Records for this exercise —

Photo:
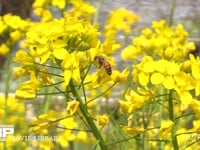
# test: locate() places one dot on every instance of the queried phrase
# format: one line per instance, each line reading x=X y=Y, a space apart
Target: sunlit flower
x=166 y=127
x=72 y=107
x=103 y=120
x=4 y=49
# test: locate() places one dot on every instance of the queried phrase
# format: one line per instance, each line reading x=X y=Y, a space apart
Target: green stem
x=7 y=86
x=89 y=119
x=171 y=15
x=96 y=15
x=172 y=118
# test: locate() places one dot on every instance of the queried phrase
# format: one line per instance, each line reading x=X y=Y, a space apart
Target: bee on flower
x=103 y=62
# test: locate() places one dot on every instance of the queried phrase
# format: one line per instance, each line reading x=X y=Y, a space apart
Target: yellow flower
x=121 y=77
x=82 y=136
x=130 y=52
x=119 y=19
x=157 y=78
x=166 y=127
x=196 y=124
x=59 y=3
x=195 y=106
x=103 y=120
x=72 y=107
x=4 y=49
x=124 y=106
x=15 y=35
x=18 y=72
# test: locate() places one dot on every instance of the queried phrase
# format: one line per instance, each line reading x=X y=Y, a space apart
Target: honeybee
x=103 y=62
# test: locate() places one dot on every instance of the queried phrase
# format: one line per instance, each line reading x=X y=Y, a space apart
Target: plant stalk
x=171 y=116
x=89 y=119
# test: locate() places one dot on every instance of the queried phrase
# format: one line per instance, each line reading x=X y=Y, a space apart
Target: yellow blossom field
x=71 y=92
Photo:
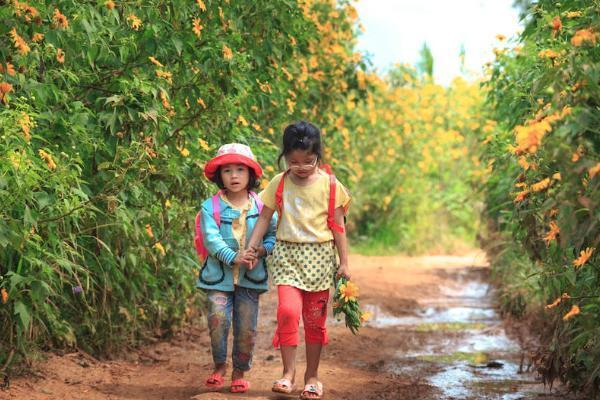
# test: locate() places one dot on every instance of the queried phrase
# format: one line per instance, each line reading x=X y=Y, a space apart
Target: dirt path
x=434 y=335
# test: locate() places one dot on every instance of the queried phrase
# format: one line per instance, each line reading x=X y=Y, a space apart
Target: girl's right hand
x=343 y=270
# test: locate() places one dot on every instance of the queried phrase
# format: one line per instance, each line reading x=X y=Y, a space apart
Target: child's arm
x=261 y=227
x=214 y=243
x=269 y=238
x=341 y=243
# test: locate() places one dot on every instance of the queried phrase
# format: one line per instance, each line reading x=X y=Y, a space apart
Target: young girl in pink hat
x=232 y=287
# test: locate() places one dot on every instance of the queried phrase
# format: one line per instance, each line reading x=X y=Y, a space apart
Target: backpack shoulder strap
x=217 y=208
x=257 y=200
x=331 y=206
x=279 y=194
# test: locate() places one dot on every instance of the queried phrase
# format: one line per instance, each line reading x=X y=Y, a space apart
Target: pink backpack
x=198 y=238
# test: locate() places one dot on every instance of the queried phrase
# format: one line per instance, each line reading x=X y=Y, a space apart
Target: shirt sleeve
x=342 y=196
x=267 y=196
x=213 y=241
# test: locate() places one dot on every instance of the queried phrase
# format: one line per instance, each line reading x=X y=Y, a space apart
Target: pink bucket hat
x=232 y=153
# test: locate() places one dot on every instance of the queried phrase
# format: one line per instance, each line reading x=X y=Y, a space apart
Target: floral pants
x=241 y=307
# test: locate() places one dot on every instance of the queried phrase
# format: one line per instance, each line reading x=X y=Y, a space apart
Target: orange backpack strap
x=279 y=196
x=331 y=207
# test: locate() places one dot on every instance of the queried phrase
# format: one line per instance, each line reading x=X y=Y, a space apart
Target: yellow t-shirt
x=304 y=215
x=238 y=226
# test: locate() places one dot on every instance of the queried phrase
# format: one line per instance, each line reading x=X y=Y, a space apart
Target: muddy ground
x=435 y=335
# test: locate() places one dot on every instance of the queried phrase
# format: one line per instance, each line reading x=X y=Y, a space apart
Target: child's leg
x=219 y=320
x=288 y=319
x=245 y=315
x=314 y=315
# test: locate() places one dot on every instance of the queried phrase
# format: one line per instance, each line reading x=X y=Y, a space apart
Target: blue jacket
x=216 y=272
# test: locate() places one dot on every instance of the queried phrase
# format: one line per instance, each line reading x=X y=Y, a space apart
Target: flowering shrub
x=108 y=111
x=543 y=190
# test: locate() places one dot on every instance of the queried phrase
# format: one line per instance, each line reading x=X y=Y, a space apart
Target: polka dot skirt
x=307 y=266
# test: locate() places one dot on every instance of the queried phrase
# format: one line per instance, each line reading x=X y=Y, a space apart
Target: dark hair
x=252 y=180
x=301 y=135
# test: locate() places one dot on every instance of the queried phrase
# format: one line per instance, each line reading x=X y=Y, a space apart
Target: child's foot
x=215 y=380
x=312 y=391
x=285 y=384
x=238 y=383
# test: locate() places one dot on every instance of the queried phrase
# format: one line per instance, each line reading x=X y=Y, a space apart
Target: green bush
x=543 y=190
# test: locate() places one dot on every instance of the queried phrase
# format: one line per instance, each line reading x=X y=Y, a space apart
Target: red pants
x=312 y=305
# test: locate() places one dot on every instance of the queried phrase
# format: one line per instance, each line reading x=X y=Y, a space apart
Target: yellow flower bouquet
x=345 y=302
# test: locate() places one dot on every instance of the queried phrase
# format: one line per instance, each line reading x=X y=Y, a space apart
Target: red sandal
x=214 y=381
x=312 y=391
x=239 y=386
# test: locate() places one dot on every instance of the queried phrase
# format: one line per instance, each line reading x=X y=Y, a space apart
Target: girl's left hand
x=343 y=270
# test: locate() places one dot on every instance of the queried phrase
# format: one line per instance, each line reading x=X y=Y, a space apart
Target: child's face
x=302 y=163
x=235 y=177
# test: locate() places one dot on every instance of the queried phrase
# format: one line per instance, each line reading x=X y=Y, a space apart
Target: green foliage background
x=550 y=76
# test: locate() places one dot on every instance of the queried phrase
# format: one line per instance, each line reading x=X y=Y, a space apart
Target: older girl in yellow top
x=303 y=263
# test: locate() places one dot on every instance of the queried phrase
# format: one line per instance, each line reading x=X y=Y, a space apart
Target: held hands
x=343 y=270
x=250 y=256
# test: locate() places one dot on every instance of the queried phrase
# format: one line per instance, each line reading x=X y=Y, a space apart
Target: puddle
x=431 y=315
x=473 y=358
x=472 y=289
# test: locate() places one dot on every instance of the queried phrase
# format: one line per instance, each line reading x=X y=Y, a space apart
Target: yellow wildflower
x=203 y=144
x=583 y=36
x=26 y=11
x=201 y=5
x=287 y=74
x=364 y=317
x=573 y=312
x=134 y=22
x=556 y=25
x=552 y=233
x=584 y=256
x=520 y=196
x=60 y=56
x=48 y=158
x=160 y=248
x=25 y=123
x=165 y=100
x=227 y=53
x=290 y=105
x=59 y=19
x=242 y=121
x=547 y=53
x=149 y=231
x=37 y=37
x=197 y=28
x=165 y=75
x=19 y=43
x=541 y=185
x=5 y=88
x=349 y=291
x=265 y=87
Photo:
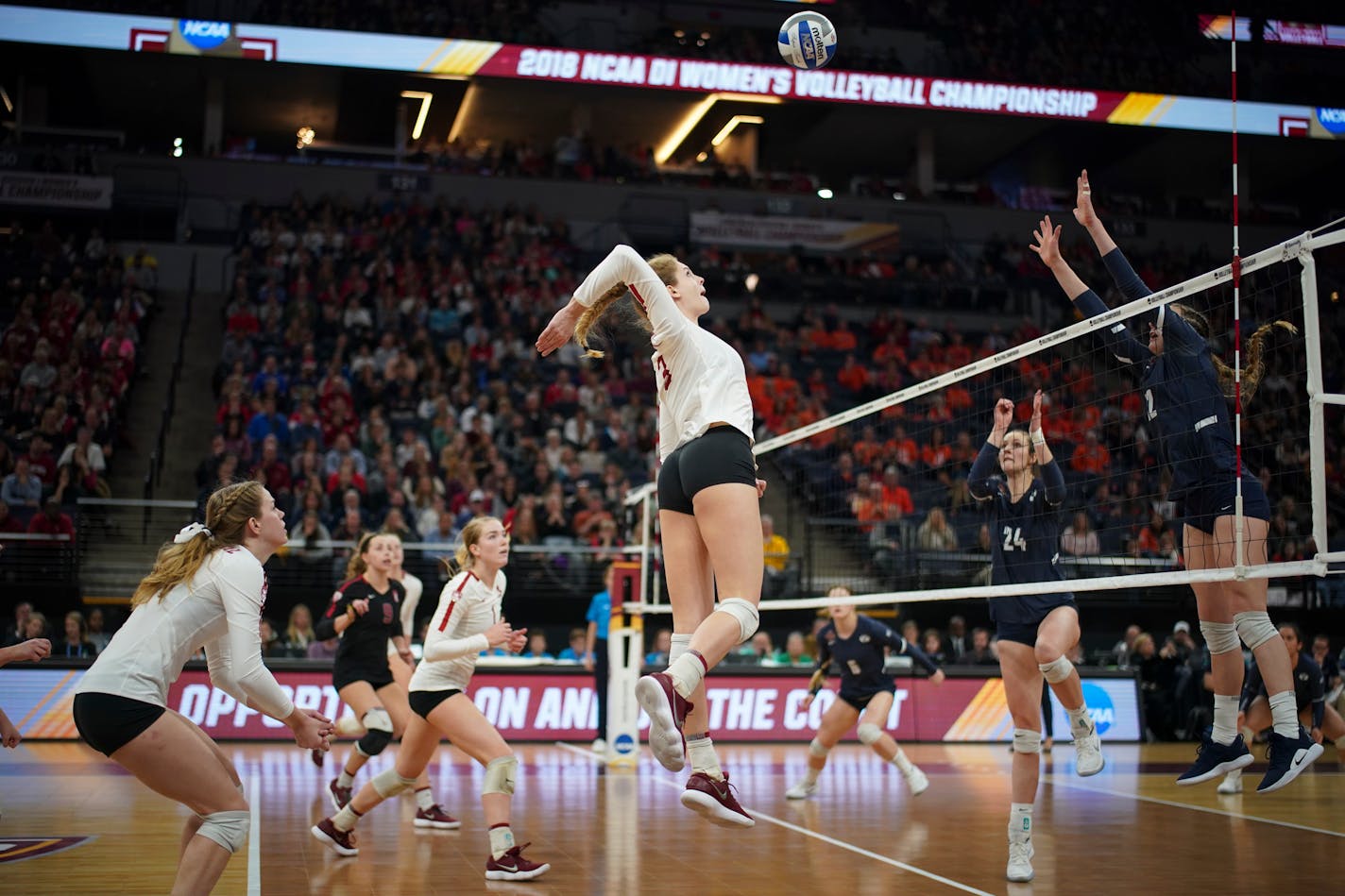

What to produce —
Nothing but the pictures should be left out when the material above is copied.

Reply —
Photo:
# test: locate() places one dot on every instance of the queried phrase
# format: one line per instance, each line reading x=X y=Y, a space apart
Target: sunlit flower
x=166 y=127
x=72 y=107
x=103 y=120
x=4 y=49
# test: locate() places one dot on every instance of the queried phrase
# format: one line per instance, each line reading x=X y=Y, a space apart
Target: green stem
x=7 y=86
x=89 y=119
x=171 y=15
x=96 y=15
x=172 y=118
# test: locate() places one dot on every instance of the queried phrase
# format: one line per instance, each line reading x=X y=Y, a space apart
Target: bee on flower
x=103 y=62
# test: locate() places one dot on every instance of the queried phrase
# format: one line per instance, each line reading x=X y=Y, a space apart
Target: yellow flower
x=121 y=77
x=82 y=136
x=130 y=52
x=119 y=19
x=157 y=78
x=166 y=127
x=196 y=124
x=59 y=3
x=195 y=106
x=103 y=120
x=72 y=107
x=4 y=49
x=124 y=106
x=15 y=35
x=18 y=72
# test: locate() places one dot on every instance of the queried phrase
# format: one line per instance, each line reading x=X y=Y, a space apart
Target: honeybee
x=103 y=62
# test: locate() places one dot on every instance of the queried phrase
# format: one line per instance, each line reading x=X y=Y, a space apart
Target: plant stalk
x=171 y=116
x=89 y=119
# test: locate() places one dot on every instance of the queried phrase
# format: one line per instance, each line reading x=X y=Y, a space apart
Target: yellow blossom field
x=71 y=92
Photo:
# test: locate() places one dot on every instance of the queried phrase
# format: one line per instance, each line reading x=X y=Y, a space apart
Target: dirt path
x=434 y=335
# test: locate() places one dot on every instance of the queried phrase
# format: one line per instance, each line reading x=X y=Y, a space apart
Target: girl's right hand
x=343 y=270
# test: locate() places one dot on every instance of the queried phrase
# format: one line per instance, each line reading x=X y=Y, a space apart
Target: child's arm
x=261 y=227
x=214 y=243
x=269 y=238
x=341 y=243
# test: locate() places one dot on every instance of the queried phrase
# format: one line per instance, each line reading x=X y=Y, a space apart
Target: young girl in pink hat
x=232 y=287
# test: locate() places one dot on every instance of the queried phrase
# format: one line per instance, each line reading x=X y=Y, a space apart
Target: backpack shoulder strap
x=217 y=208
x=257 y=200
x=331 y=206
x=279 y=194
# test: locate() places one dot on every instance of the queried phrase
# format: one line per instance, each line reading x=X y=Y, a space apart
Target: pink backpack
x=198 y=238
# test: locate() places one dot on every instance of the queried phrase
# format: one line per instance, each line reading x=X y=Y, a space apart
Target: shirt sleeve
x=342 y=196
x=267 y=196
x=213 y=241
# test: locate() places one dot on every instance of the queried phrase
# format: one line per instance, each line reading x=X y=Y, a space apart
Target: pink bucket hat
x=232 y=153
# test: locate() places one dot on every instance of the queried phrase
# format: one line per instance, each line reading x=X y=Y, a space apart
Target: floral pants
x=241 y=307
# test: locate() places one dot on every instance of the queried phrase
# format: one line per instance, each line reading x=X y=Y, a space apart
Target: orange backpack strap
x=279 y=196
x=331 y=207
# test: locate() places one dot on every instance of the queried phrase
# format: one line per instance, each line reading x=X y=Y, a space apart
Target: yellow t-shirt
x=304 y=215
x=238 y=226
# test: locate() places one dot on every instance of the queried phrase
# format: one line per instance, each line reading x=X y=Y, a space apart
Target: muddy ground
x=435 y=335
# test: locate() places one dot on every instance of the queried phrase
# format: one line per instance, each line reading x=X y=Y, a space apart
Target: child's leg
x=219 y=320
x=288 y=319
x=245 y=315
x=314 y=315
# test: locate() places one dot on every instance of the queried phrase
# format: one line per instance, each line reading x=X y=Y, a space apart
Target: blue jacket
x=216 y=272
# test: locate() places one dot on every instance of the queried phrase
# format: one line per instance, each line reading x=X y=Y, a space apart
Target: flowering shrub
x=108 y=111
x=543 y=190
# test: locate() places one dot on every instance of the queried phrase
# format: one line per instance, each line reading x=X y=Y, a space apart
Target: polka dot skirt
x=307 y=266
# test: locate() places one dot on every instance of the queried phrase
# format: one line per instance, each line reading x=X y=Y, a space apart
Target: dark hair
x=252 y=180
x=301 y=135
# test: locate() places one dot on every instance of the queried phrase
# format: one line per instance, each line reading x=X y=Y, a space apart
Target: child's foot
x=215 y=380
x=312 y=391
x=285 y=384
x=238 y=383
# test: locate() places one dot on every instance of the queried phrase
# format: one line per instance, each line reading x=X y=Y, a space apart
Target: green bush
x=543 y=190
# test: locate() places one dot on every instance of the queried phrase
# format: one line per instance, each line reading x=X y=Y, a space apart
Target: red pants
x=312 y=305
# test: locate() places one dot on every instance of the queried phrase
# format: one line per instance, each line reading x=X y=Y, a space apart
Target: yellow flower bouquet
x=345 y=302
# test: locate() places one dot on every instance of the queried phrase
# format: one line per instance, each line reading x=X y=Y, a space apart
Target: red sandal
x=214 y=381
x=312 y=391
x=239 y=386
# test: locate() places one dot on every instance of the queried phrase
# format: one line per instance, each line reading x=X y=Y, a space apart
Target: girl's left hand
x=343 y=270
# test: locate() places one dot on every instance of the queried phrase
# format: one line per instance, each line reading x=X y=Y, a space apart
Target: child's face
x=302 y=163
x=235 y=177
# test: locate() places one dot on every instance of the queried phrase
# format: one line per instance, each line reading x=X y=Y, a space apart
Target: green foliage background
x=550 y=76
# test: locate() places one dot on every instance of the queried phrase
# format: one line per instance, each line reading x=X y=Y, a space apart
Target: older girl in yellow top
x=303 y=263
# test: locate() places one dot on every instance of the queried phrase
# format: one line per instance, each line reading x=X y=Y, a space apart
Target: held hands
x=343 y=270
x=250 y=256
# test: locate() places one dot on every instance of the queried phrase
# format: one line per instance, each line reading x=X y=Y, a space apart
Target: puddle
x=431 y=315
x=473 y=358
x=472 y=289
# test: locate() places one dot on every instance of the queried phrase
# format: one line per instance, each line reading x=X y=Y, a space apart
Target: yellow wildflower
x=203 y=144
x=583 y=36
x=26 y=11
x=201 y=5
x=287 y=74
x=364 y=317
x=573 y=312
x=134 y=22
x=556 y=25
x=552 y=233
x=584 y=256
x=520 y=196
x=60 y=56
x=48 y=158
x=160 y=248
x=25 y=123
x=165 y=100
x=227 y=53
x=290 y=105
x=59 y=19
x=242 y=121
x=547 y=53
x=149 y=231
x=37 y=37
x=197 y=28
x=165 y=75
x=19 y=43
x=541 y=185
x=5 y=88
x=349 y=291
x=265 y=87
Photo:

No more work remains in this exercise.